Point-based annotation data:
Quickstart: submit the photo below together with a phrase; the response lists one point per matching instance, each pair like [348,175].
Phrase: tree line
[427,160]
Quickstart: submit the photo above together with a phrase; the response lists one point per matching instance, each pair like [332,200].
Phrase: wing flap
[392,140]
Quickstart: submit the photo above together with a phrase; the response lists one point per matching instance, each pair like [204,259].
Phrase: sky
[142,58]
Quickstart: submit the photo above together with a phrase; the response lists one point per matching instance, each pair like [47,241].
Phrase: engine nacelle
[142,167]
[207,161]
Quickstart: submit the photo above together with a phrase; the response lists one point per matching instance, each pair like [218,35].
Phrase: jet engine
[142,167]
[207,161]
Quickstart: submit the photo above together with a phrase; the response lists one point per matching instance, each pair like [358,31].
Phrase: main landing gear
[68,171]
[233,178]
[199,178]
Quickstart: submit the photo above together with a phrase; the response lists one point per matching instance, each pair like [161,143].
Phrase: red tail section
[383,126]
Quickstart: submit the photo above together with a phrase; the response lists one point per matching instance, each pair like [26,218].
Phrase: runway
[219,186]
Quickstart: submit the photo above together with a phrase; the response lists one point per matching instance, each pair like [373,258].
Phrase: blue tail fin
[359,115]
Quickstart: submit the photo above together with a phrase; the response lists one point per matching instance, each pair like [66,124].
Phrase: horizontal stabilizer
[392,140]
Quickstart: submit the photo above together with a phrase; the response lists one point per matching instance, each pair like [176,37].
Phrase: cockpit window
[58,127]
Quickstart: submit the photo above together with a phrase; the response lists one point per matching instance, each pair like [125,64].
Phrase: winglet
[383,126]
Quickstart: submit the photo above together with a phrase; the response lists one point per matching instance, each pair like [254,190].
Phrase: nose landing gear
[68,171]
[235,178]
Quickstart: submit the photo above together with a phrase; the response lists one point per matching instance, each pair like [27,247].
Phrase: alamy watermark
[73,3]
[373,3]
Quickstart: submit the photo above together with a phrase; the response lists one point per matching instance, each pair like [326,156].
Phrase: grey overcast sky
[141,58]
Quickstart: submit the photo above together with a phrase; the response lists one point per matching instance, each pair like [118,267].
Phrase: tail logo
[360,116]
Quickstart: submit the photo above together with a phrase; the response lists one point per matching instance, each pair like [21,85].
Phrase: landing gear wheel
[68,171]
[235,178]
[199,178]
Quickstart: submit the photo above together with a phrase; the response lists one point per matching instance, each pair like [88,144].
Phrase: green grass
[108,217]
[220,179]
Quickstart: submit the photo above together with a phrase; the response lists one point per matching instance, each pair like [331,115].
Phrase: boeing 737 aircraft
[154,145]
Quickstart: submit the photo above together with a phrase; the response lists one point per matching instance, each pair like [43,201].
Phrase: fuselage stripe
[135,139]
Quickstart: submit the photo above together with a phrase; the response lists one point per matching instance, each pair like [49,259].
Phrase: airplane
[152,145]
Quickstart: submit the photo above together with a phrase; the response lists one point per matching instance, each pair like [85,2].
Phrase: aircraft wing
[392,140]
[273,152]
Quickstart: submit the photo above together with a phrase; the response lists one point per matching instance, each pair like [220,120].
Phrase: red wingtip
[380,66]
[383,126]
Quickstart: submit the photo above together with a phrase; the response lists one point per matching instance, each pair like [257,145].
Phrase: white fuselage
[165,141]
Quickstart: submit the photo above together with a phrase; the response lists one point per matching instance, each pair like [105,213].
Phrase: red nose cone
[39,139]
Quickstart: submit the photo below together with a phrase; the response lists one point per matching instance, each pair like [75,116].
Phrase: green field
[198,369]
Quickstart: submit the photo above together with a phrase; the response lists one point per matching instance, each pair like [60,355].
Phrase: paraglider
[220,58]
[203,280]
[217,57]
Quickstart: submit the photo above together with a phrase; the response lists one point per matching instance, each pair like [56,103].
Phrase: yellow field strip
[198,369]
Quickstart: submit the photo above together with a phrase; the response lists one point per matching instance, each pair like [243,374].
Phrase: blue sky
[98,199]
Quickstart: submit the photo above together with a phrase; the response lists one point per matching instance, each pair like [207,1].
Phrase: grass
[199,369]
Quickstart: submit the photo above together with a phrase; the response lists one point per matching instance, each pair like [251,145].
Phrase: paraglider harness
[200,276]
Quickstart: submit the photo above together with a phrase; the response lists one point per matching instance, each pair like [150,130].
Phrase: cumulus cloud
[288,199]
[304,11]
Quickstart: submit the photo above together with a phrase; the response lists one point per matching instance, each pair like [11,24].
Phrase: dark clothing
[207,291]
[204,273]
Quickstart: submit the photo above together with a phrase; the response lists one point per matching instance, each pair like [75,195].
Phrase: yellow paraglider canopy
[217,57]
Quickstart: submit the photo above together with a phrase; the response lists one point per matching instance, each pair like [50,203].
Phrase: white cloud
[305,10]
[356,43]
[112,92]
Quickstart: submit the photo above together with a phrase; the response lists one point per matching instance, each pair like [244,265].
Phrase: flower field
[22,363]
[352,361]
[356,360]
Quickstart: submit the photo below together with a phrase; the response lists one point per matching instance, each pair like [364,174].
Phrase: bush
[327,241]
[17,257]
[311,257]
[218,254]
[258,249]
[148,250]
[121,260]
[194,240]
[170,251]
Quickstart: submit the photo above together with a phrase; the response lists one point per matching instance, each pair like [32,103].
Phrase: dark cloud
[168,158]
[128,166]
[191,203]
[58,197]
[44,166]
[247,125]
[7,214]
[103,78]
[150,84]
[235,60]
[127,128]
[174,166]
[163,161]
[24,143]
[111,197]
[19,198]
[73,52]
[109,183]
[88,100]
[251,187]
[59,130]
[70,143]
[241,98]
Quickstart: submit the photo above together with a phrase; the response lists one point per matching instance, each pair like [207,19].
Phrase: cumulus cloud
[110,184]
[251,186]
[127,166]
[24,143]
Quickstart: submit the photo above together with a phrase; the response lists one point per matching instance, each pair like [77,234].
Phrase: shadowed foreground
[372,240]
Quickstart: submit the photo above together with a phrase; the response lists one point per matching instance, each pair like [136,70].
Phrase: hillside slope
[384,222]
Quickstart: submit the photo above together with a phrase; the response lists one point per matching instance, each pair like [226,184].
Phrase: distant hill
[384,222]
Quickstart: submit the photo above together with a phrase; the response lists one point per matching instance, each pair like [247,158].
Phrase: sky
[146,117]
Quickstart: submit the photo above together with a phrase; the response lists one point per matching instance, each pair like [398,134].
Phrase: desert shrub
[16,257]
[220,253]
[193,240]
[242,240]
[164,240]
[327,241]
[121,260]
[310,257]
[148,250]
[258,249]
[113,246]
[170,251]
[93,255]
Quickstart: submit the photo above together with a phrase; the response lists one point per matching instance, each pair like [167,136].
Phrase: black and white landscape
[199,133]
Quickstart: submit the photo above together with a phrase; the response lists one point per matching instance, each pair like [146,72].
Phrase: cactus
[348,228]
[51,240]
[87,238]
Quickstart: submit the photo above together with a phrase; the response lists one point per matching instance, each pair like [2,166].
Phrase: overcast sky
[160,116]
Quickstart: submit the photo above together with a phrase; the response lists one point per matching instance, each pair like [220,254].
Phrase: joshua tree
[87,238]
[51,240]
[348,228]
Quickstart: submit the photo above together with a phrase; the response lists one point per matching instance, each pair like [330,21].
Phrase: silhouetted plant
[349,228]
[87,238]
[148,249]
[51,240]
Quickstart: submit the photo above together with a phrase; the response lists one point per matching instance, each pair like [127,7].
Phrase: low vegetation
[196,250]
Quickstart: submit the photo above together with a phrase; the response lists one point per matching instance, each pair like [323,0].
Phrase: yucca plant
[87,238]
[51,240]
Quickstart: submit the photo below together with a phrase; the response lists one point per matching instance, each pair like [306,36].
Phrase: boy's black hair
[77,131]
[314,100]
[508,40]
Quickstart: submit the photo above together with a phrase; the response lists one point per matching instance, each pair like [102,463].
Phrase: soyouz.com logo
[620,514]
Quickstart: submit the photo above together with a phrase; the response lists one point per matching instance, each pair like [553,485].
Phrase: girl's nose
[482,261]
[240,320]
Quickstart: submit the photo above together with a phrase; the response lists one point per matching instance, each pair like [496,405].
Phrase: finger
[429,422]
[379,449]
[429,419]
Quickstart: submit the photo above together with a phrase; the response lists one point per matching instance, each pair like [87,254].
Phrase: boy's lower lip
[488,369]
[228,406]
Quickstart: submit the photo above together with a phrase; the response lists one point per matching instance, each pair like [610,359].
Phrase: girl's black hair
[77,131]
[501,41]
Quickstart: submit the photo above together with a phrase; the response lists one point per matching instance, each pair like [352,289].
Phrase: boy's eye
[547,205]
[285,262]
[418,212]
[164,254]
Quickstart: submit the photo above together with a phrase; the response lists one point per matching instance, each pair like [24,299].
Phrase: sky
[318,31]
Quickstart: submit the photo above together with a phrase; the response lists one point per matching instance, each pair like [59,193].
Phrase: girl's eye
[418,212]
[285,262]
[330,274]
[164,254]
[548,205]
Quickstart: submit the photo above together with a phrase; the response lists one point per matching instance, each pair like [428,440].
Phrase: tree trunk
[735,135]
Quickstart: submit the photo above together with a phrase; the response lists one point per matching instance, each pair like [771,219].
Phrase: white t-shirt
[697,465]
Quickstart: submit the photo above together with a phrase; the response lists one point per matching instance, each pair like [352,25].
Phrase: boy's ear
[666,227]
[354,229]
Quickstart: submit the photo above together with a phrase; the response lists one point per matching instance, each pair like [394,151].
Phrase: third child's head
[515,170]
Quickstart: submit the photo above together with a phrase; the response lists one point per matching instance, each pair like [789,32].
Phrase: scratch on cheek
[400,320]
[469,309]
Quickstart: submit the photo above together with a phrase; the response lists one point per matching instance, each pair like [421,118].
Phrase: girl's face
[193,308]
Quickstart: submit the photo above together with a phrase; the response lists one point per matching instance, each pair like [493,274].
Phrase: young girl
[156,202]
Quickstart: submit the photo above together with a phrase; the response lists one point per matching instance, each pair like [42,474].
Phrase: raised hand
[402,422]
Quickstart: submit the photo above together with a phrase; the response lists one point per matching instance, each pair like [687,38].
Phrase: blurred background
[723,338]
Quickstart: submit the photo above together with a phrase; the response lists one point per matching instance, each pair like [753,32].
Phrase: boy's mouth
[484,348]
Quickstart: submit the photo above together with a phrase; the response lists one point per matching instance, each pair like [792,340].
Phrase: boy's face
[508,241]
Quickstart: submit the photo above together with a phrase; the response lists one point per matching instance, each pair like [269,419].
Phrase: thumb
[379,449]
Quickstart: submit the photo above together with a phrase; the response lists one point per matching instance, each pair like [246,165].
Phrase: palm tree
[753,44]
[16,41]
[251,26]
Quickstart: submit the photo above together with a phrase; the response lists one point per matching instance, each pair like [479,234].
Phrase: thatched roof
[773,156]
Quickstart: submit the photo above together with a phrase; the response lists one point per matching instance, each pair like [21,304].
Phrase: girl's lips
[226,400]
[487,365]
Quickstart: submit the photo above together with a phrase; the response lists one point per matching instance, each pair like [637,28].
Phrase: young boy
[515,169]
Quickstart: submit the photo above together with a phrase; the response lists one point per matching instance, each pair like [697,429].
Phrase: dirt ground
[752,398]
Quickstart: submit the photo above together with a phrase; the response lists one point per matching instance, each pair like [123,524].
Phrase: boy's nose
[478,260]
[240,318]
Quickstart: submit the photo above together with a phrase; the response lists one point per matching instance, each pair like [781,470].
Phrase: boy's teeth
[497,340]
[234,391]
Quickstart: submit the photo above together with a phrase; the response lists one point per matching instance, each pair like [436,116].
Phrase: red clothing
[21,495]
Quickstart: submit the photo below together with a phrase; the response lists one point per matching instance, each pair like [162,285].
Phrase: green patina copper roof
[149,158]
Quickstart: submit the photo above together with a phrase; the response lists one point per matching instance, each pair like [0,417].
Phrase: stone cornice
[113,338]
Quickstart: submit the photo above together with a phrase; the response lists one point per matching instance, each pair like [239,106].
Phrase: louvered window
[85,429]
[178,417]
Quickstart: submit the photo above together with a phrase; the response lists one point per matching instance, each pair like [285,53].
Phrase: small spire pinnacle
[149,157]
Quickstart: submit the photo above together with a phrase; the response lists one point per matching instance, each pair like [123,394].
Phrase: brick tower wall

◆ INSTRUCTIONS FOR THE TASK
The lines to quote run from the one containing "pair like [781,470]." through the final line of the material above; please give them exactly, both ends included, and nothing else.

◆ IN RESPONSE
Quickstart: submit the photo above together with a phrase; the response lists one point per matching instance, each pair like [781,470].
Phrase: boy's teeth
[497,340]
[234,391]
Quickstart: submit the photo above together with a phrase; the response lists one point per matching instance, each pair like [436,116].
Phrase: red clothing
[21,495]
Quickstart: submit the photo below together with a phrase; the response lists one point per matching instance, each pair like [162,285].
Phrase: green patina copper roof
[149,158]
Quickstart: submit the photo above together with a phrase; the response lists one point per matching instance, each pair like [0,417].
Phrase: stone cornice
[113,338]
Quickstart: submit the photo above together with a phrase; the response lists one point per matching instance, each pair like [239,106].
Phrase: louvered window
[85,429]
[178,417]
Quickstart: submit the photo above together with a phrase; the response lists one point per matching instance, each pair like [285,53].
Phrase: small spire pinnacle
[149,157]
Quickstart: submit the photo above together with a phrase; the response lists one point per matching instance, each pair like [123,394].
Phrase: brick tower wall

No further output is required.